Go over the data below and say how many lines hold the word "path". Only the number is needed.

- [DATA IN THIS EXERCISE]:
────────────────

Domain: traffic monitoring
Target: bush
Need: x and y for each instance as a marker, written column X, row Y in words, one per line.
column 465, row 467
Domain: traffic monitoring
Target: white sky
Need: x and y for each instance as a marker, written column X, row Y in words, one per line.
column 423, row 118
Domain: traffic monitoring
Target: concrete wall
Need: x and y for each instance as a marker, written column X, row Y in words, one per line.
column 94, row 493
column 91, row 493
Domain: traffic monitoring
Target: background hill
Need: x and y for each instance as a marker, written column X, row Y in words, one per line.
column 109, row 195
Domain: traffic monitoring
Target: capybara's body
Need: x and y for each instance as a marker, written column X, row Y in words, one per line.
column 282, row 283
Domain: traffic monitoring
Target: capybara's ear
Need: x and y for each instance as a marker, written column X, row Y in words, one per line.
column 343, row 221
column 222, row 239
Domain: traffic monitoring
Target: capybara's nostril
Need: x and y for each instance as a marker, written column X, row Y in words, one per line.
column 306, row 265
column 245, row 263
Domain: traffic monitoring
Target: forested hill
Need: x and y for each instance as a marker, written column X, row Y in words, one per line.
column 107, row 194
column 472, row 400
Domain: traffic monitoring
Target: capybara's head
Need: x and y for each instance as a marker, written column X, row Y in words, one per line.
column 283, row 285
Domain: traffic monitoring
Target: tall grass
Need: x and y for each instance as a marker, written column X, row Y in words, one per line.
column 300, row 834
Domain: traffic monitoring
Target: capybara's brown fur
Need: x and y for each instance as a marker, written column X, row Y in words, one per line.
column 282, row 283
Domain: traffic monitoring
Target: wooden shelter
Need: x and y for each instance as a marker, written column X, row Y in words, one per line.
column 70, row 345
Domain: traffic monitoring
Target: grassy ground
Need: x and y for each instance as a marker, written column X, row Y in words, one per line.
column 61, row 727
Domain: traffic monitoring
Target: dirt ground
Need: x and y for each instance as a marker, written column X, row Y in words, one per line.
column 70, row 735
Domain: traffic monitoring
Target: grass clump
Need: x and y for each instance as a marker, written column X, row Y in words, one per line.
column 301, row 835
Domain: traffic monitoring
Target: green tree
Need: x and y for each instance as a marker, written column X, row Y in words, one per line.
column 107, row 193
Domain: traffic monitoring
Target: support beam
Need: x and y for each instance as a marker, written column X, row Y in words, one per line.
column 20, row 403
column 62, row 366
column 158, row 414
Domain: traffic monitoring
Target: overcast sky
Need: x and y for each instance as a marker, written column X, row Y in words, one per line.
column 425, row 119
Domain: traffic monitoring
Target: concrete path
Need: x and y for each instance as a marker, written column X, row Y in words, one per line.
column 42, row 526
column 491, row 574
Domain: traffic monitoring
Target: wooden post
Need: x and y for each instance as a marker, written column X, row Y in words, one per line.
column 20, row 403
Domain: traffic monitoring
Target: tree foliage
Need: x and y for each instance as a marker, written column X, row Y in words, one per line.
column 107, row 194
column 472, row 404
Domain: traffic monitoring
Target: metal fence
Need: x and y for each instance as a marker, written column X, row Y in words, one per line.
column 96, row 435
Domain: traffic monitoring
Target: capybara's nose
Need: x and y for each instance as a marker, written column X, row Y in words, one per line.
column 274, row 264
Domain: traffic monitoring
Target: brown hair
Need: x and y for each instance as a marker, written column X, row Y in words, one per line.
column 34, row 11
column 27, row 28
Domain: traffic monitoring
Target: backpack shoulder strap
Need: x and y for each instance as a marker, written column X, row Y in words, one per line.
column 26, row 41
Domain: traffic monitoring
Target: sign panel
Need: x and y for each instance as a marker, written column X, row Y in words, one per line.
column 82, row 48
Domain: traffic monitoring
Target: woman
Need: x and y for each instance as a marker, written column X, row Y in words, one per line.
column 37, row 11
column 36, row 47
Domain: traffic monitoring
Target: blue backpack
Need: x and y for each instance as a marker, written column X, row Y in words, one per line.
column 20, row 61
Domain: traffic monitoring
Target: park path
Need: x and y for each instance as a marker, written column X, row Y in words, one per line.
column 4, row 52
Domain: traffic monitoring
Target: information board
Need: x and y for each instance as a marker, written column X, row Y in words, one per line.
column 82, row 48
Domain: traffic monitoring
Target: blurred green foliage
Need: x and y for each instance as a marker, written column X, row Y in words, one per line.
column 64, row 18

────────────────

- [YOUR RESPONSE]: 2